▸ **Soal 1**: Dalam artikel tentang para jenderal di Pilpres 2014, partai apa yang mencalonkan Endriartono Sutarto?
▸ **Soal 2**: Lanjutkan artikel tentang para jenderal calon presiden 2014 mulai dari setelah kalimat terakhirnya.

*** Halaman

Rabu, 24 April 2013

Pilpres 2014_Enam Jenderal yang Siap Berlaga

Dibutuhkan alasan yang kuat bagi rakyat untuk memilih salah satu dari para calon presiden.

Beberapa jenderal purnawirawan siap berlaga merebut jabatan Presiden Republik Indonesia dalam Pemilu 2014. Beberapa nama yang sudah pasti akan maju bertarung adalah Ketua Dewan Pem­bina Partai Gerakan Indone­sia Raya (Gerindra) Prabowo Subijanto, Ketua Umum Partai Hati Nurani Rakyat (Hanura) Wiranto dan Endriartono Sutarto yang dicalonkan Partai Nasional Demokrat (Nasdem). Tentu, Ketua Umum Partai Keadilan dan Persatuan Indo­nesia (PKPI) Sutiyoso juga akan maju dalam persaingan besar itu. Beberapa kalangan percaya kemungkinan besar Partai Demokrat juga akan mengaju­kan Pramono Edhie Wibowo atau Djoko Suyanto dalam kompetisi itu.

Beberapa survei menunjuk­kan purnawirawan jenderal bintang tiga, Prabowo Subi­janto lebih unggul dari yang lainnya. Di tengah meluasnya kekecewaan masyarakat pada sikap peragu Presiden Susilo Bambang Yudhoyono (SBY), muncul harapan mantan Ko­mandan Jenderal Kopassus ini akan lebih tegas memimpin. Terutama dalam menghadapi Malaysia dan kepentingan asing lainnya. Beberapa ke­lompok pendukungnya sudah mengklaim Prabowo akan menjadi Chaveznya Indonesia.

******
*** Data yang Diberikan

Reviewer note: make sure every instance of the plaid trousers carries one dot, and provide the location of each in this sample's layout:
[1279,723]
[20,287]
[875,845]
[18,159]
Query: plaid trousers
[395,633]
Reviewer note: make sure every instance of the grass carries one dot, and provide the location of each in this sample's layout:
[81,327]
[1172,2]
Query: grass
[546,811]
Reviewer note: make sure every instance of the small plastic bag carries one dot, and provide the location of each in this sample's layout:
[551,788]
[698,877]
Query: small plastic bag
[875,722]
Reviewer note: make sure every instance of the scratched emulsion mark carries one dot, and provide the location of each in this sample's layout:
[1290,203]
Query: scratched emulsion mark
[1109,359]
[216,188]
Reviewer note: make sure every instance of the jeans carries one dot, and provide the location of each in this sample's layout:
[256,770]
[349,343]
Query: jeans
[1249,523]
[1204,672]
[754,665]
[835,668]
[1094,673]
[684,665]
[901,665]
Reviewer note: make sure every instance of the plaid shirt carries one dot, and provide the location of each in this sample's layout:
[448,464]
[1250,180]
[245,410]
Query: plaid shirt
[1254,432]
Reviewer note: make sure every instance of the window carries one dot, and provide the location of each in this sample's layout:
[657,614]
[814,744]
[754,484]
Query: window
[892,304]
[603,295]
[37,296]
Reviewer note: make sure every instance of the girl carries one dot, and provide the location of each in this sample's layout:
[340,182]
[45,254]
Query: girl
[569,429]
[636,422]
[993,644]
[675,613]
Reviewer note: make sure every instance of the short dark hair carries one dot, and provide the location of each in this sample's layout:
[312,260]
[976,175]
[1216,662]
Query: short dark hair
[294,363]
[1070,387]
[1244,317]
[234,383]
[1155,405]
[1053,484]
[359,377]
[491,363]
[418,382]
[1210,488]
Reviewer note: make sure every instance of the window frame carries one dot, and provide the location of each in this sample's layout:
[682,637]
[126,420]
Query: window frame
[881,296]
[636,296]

******

▸ **Jawaban Akhir 1**: Partai Nasional Demokrat (Nasdem).

▸ **Jawaban Akhir 2**:
Namun, mantan aktivis 1998, Ricky Tamba menyata­kan, beberapa hambatan yang harus dihadapi anak tokoh Par­tai Sosialis Indonesia (PSI) Sumitro Djojohadikusumo ini di antaranya stigma pelanggaran hak asasi manusia (HAM) pen­culikan aktivis.

"Ada kekhawatiran Amerika dan beberapa negara Eropa akan mendesak Presiden SBY mengeluarkan Keppres Peng­adilan HAM Ad Hoc untuk me­meriksa keterlibatannya dalam kasus itu," ujarnya dari Bandar Lampung, Senin (22/4).

Di samping itu, struktur Partai Gerindra diragukan bisa mengejar syarat 20 persen pemilih untuk mengajukan seorang calon presiden; wa­laupun adik Prabowo, Hasyim, diduga telah menyiapkan dana untuk memenangkan sang kakak. Namun, hingga saat ini rakyat belum merasakan pe­ran Gerindra secara nyata.

Wiranto yang dicalonkan Hanura juga punya kans di­pilih memimpin negeri ini. Mantan Panglima TNI pe­riode 1998-1999 ini sempat dipercaya Presiden Soeharto untuk mengambil alih kepemimpinan di saat genting 1998. Purnawirawan jenderal bintang empat ini terakhir menuntut keterbukaan peme­rintahan SBY dalam rencana menaikkan harga bahan bakar minyak (BBM).

Namun, mantan Ketua Umum Serikat Rakyat Jakarta (SRJ), Argo Bani Putra mengi­ngatkan, beberapa kalangan masih mempersoalkan keterli­batan mantan ajudan Presiden Soeharto tahun 1987-1991 ini dalam kasus pelanggaran HAM tahun 1998.

"Partai Hanura juga di­ragukan dapat melewati sya­rat 20 persen pemilih untuk mengajukan seorang calon presiden," ujarnya dari Serang, Banten, Senin.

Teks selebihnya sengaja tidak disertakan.